:: WRITTEN INSTRUCTION ::
Copy every row below word for word.

:: INFORMATION SHOWN ::
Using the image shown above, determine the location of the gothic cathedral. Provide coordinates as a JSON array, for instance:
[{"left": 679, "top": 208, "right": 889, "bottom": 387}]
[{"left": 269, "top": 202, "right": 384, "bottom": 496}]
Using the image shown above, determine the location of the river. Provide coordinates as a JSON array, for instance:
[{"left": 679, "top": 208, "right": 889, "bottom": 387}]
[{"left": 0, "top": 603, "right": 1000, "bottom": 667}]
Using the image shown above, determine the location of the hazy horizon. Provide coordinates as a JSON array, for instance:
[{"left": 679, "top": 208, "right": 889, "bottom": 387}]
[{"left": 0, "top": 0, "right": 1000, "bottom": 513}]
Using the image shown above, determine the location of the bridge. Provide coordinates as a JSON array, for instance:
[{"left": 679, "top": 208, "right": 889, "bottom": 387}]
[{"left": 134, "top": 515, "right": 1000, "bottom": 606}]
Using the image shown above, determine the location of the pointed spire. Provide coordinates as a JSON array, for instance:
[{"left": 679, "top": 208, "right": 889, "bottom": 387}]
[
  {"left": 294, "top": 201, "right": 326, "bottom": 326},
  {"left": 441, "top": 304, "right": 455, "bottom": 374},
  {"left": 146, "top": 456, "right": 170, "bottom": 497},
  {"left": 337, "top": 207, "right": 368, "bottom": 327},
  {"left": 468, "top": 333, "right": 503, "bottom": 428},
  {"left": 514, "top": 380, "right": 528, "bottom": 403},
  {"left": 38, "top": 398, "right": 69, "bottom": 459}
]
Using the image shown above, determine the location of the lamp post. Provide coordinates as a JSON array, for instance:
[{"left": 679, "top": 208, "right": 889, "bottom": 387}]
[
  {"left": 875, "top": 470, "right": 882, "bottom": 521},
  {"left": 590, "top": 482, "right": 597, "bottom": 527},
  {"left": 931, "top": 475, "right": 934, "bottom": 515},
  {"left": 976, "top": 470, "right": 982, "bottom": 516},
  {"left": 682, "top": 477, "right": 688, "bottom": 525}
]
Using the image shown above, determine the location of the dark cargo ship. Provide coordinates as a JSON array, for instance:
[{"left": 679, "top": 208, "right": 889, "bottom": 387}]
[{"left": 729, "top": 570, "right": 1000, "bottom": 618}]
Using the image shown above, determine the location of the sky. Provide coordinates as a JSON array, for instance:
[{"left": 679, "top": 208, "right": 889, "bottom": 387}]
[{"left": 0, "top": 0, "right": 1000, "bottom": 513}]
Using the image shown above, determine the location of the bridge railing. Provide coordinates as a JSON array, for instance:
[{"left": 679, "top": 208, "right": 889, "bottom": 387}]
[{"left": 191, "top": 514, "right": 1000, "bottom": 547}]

:: SOLUTION BELOW ::
Using the image shown above, determine the location of the gothic cathedral. Provide coordinates as a JSON array, for instance:
[{"left": 679, "top": 208, "right": 889, "bottom": 387}]
[{"left": 269, "top": 202, "right": 384, "bottom": 496}]
Using the image shown above, determine the location of the river. Provide coordinates as a JSON array, for instance:
[{"left": 679, "top": 208, "right": 889, "bottom": 387}]
[{"left": 0, "top": 603, "right": 1000, "bottom": 667}]
Using the image shown above, determine the location of the hazy horizon. Provide coordinates as a JSON array, for instance:
[{"left": 679, "top": 208, "right": 889, "bottom": 387}]
[{"left": 0, "top": 0, "right": 1000, "bottom": 513}]
Using the image shown above, determine the location of the bridge. Provide coordinates as a JSON array, for instance:
[{"left": 679, "top": 208, "right": 889, "bottom": 387}]
[{"left": 134, "top": 515, "right": 1000, "bottom": 606}]
Using the image shown above, determine the location of the pointed spire. Provide coordinates as a JSON array, for instance:
[{"left": 679, "top": 208, "right": 889, "bottom": 387}]
[
  {"left": 294, "top": 201, "right": 326, "bottom": 326},
  {"left": 441, "top": 304, "right": 455, "bottom": 374},
  {"left": 146, "top": 456, "right": 170, "bottom": 497},
  {"left": 337, "top": 207, "right": 368, "bottom": 327},
  {"left": 468, "top": 333, "right": 503, "bottom": 428},
  {"left": 514, "top": 380, "right": 528, "bottom": 403},
  {"left": 38, "top": 398, "right": 69, "bottom": 459}
]
Using the image shown above, determine the location of the lamp post. Provide coordinates as a JSON array, for instance:
[{"left": 679, "top": 208, "right": 889, "bottom": 387}]
[
  {"left": 875, "top": 470, "right": 882, "bottom": 521},
  {"left": 590, "top": 482, "right": 597, "bottom": 527},
  {"left": 931, "top": 475, "right": 934, "bottom": 515},
  {"left": 976, "top": 470, "right": 982, "bottom": 516},
  {"left": 682, "top": 477, "right": 688, "bottom": 525}
]
Using the image shown above, determine the location of the dark cargo ship. Provide coordinates as a JSON array, for instance:
[{"left": 679, "top": 208, "right": 889, "bottom": 387}]
[{"left": 729, "top": 570, "right": 1000, "bottom": 618}]
Using the image shown above, determine the location of the sky. Provide coordinates as a JSON array, for instance:
[{"left": 679, "top": 208, "right": 889, "bottom": 387}]
[{"left": 0, "top": 0, "right": 1000, "bottom": 513}]
Using the image shown above, determine the location of the bridge railing. Provide coordinates as a JSON array, for instance:
[{"left": 679, "top": 208, "right": 889, "bottom": 387}]
[{"left": 191, "top": 514, "right": 1000, "bottom": 547}]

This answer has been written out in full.